### THE REQUEST
Copy out word for word every line from the one containing "TARGET = green plant" through the last line of the records, including both ends.
== WORKING DATA
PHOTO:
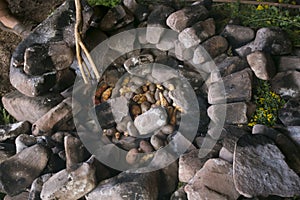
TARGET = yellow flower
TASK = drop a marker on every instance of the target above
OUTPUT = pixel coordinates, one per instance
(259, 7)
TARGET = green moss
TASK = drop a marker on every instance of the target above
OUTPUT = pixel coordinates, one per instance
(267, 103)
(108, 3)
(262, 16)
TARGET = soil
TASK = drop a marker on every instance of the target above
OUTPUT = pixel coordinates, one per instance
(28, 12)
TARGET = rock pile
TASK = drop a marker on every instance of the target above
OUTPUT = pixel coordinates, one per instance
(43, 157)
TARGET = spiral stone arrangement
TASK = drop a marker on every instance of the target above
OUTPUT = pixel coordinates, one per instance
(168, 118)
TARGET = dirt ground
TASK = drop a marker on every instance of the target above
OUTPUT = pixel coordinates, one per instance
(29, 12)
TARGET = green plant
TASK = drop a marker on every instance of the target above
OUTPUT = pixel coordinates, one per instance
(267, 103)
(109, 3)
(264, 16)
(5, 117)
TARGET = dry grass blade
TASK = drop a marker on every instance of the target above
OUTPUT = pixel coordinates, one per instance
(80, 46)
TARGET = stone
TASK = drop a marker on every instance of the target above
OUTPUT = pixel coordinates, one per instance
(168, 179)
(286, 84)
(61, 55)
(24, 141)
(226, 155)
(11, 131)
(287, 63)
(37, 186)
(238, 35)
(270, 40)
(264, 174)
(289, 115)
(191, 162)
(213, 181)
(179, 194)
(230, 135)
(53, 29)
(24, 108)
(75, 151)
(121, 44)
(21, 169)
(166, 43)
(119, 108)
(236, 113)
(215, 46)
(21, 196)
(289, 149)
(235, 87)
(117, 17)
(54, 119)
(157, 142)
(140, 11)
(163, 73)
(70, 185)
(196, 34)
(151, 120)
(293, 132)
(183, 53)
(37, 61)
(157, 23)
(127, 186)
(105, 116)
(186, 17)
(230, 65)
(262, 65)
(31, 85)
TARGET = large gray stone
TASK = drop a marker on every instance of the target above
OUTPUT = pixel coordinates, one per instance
====
### ANSWER FOR THIS EXERCISE
TARGET = green plant
TASK = drop a marker on every instance of the target above
OUTPUT = pixel coordinates, one per instance
(267, 103)
(109, 3)
(264, 16)
(5, 117)
TARGET = dry grass blade
TASK = drop a marker on every instance of the target above
OUTPUT = pixel coordinates, one per instance
(80, 46)
TARGET = stone
TASK = drop a marker on every instance of the target above
OUTPUT = pixel coordinates, one per instance
(168, 179)
(286, 84)
(61, 55)
(24, 141)
(226, 155)
(11, 131)
(287, 63)
(37, 186)
(238, 35)
(270, 40)
(264, 174)
(289, 115)
(191, 162)
(213, 181)
(179, 194)
(230, 135)
(53, 29)
(24, 108)
(75, 151)
(121, 44)
(21, 169)
(166, 43)
(119, 108)
(236, 113)
(215, 46)
(21, 196)
(289, 149)
(235, 87)
(117, 17)
(54, 119)
(157, 142)
(140, 11)
(163, 73)
(70, 185)
(196, 34)
(151, 120)
(293, 132)
(183, 53)
(37, 61)
(157, 23)
(127, 186)
(105, 116)
(186, 17)
(230, 65)
(262, 65)
(31, 85)
TARGET = large gray stone
TASK = drop a marker on every instance of the target above
OUTPUT = pixel coordinates, one per instance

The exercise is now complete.